--- Begin RECORDS FOR PROCESSING ---
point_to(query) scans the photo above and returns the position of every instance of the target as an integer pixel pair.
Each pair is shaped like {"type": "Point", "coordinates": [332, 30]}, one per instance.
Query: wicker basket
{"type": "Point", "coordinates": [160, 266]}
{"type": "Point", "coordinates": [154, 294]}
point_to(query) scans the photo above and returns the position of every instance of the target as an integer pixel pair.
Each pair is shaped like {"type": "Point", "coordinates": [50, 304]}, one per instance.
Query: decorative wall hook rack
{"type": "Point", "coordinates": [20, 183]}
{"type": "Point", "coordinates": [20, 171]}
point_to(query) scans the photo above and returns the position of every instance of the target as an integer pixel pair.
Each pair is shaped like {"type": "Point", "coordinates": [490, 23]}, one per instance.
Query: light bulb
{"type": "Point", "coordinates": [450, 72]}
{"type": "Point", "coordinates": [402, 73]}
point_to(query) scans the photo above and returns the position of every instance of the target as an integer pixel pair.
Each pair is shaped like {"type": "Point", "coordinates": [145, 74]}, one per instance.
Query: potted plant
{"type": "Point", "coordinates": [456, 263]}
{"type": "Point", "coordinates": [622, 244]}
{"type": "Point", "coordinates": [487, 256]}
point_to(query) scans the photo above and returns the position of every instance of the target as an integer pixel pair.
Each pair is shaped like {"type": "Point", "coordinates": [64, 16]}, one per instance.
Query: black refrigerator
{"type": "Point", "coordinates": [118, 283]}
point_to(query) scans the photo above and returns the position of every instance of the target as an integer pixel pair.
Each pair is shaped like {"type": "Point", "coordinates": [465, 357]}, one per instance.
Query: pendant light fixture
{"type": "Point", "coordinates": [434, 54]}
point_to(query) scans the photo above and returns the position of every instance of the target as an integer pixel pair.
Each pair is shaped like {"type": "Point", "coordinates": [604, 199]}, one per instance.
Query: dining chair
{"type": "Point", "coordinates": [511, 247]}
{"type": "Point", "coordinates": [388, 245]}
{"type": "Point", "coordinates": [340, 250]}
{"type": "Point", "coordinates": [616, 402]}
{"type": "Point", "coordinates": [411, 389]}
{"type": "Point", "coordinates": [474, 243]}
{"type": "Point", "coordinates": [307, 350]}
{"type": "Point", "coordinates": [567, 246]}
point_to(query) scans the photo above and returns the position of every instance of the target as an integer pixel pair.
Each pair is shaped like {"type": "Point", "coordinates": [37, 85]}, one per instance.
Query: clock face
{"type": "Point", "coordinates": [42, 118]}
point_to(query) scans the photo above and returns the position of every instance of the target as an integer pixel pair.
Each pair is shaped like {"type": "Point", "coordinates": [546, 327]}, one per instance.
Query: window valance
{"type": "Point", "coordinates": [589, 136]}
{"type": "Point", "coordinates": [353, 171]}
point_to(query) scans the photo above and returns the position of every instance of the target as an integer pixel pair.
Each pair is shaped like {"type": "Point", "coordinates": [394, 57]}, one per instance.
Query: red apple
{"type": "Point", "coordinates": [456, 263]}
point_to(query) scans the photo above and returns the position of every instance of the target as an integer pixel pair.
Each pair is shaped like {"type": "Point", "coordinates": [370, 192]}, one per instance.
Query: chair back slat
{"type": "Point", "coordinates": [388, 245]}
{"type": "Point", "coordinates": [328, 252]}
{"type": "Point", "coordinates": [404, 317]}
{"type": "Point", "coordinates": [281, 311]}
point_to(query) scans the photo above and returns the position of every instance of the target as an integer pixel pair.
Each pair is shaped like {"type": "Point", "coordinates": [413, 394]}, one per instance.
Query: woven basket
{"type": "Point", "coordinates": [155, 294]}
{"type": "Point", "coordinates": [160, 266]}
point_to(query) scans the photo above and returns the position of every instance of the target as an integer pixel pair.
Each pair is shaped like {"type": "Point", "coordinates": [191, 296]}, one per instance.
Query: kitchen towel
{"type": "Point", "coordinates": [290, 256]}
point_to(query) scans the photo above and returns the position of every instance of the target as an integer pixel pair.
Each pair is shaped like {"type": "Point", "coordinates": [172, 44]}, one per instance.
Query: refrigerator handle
--- End RECORDS FOR PROCESSING ---
— STATED GOAL —
Go through the material above line by line and copy it exactly.

— REPLY TO THE TASK —
point_to(query) scans the photo above and returns the position of every instance of the target as an integer pixel pair.
Each pair is shaped like {"type": "Point", "coordinates": [332, 30]}, one per instance.
Query: wicker basket
{"type": "Point", "coordinates": [160, 266]}
{"type": "Point", "coordinates": [154, 294]}
point_to(query) scans the photo above and returns the position of every instance of the target as an integer pixel pair.
Each pair is shaped like {"type": "Point", "coordinates": [50, 304]}, one per instance.
Query: decorative wall hook rack
{"type": "Point", "coordinates": [20, 183]}
{"type": "Point", "coordinates": [20, 171]}
point_to(query) scans the photo above and returns the position of every instance of the target as an integer pixel pair.
Each pair is shaped like {"type": "Point", "coordinates": [490, 23]}, one per instance.
Query: light bulb
{"type": "Point", "coordinates": [450, 72]}
{"type": "Point", "coordinates": [402, 73]}
point_to(query) scans the photo above and returns the position of every instance of the target as an integer pixel pair.
Each pair is shaped like {"type": "Point", "coordinates": [145, 74]}, one per instance.
Query: potted plant
{"type": "Point", "coordinates": [456, 263]}
{"type": "Point", "coordinates": [622, 244]}
{"type": "Point", "coordinates": [487, 256]}
point_to(query) scans the photo above and returns the position of every instance of the target as an integer pixel pair.
Each pair is shaped like {"type": "Point", "coordinates": [64, 16]}, one per instance.
Query: black refrigerator
{"type": "Point", "coordinates": [118, 283]}
point_to(query) scans the photo above and returns the position of every instance of the target as an integer pixel pair.
Each pair is shaped like {"type": "Point", "coordinates": [465, 357]}, one per instance.
Query: pendant light fixture
{"type": "Point", "coordinates": [434, 54]}
point_to(query) scans the photo above and returns the position of every instance of the target as an integer pixel pair.
Each pair is shaped like {"type": "Point", "coordinates": [604, 199]}, one per instance.
Query: dining chair
{"type": "Point", "coordinates": [511, 247]}
{"type": "Point", "coordinates": [388, 245]}
{"type": "Point", "coordinates": [340, 250]}
{"type": "Point", "coordinates": [616, 402]}
{"type": "Point", "coordinates": [411, 389]}
{"type": "Point", "coordinates": [474, 243]}
{"type": "Point", "coordinates": [307, 350]}
{"type": "Point", "coordinates": [567, 246]}
point_to(query) scans the photo above and returns the position of every instance of the target as an integer pixel pair.
Each pair is shaped like {"type": "Point", "coordinates": [37, 85]}, one per instance.
Query: clock face
{"type": "Point", "coordinates": [42, 118]}
point_to(query) scans the photo above and returns the position of every instance of the target as an integer pixel pair.
Each pair is shaped like {"type": "Point", "coordinates": [546, 327]}, one per instance.
Query: window valance
{"type": "Point", "coordinates": [589, 136]}
{"type": "Point", "coordinates": [353, 171]}
point_to(query) scans the photo above and returns the position of every instance of the target as an integer pixel pair.
Each pair is shaped like {"type": "Point", "coordinates": [394, 57]}, one per instance.
Query: red apple
{"type": "Point", "coordinates": [456, 263]}
point_to(query) scans the photo above and returns the position of every instance of the target as an integer pixel pair.
Each pair is shaped like {"type": "Point", "coordinates": [370, 192]}, one per instance.
Query: chair back slat
{"type": "Point", "coordinates": [388, 245]}
{"type": "Point", "coordinates": [328, 252]}
{"type": "Point", "coordinates": [404, 317]}
{"type": "Point", "coordinates": [281, 311]}
point_to(query) scans the photo above and returns the position of every instance of the target as an integer pixel pair.
Each pair is shaped like {"type": "Point", "coordinates": [413, 394]}, one per instance.
Query: woven basket
{"type": "Point", "coordinates": [155, 294]}
{"type": "Point", "coordinates": [160, 266]}
point_to(query) scans the photo above and returns the position of every instance of the target as an integer pixel pair.
Each pair is shaped like {"type": "Point", "coordinates": [191, 296]}, one per instance.
Query: kitchen towel
{"type": "Point", "coordinates": [290, 256]}
point_to(query) scans the photo above and returns the position of every instance of the target as an integer pixel pair.
Each pair is shaped like {"type": "Point", "coordinates": [172, 44]}, one per instance.
Query: refrigerator handle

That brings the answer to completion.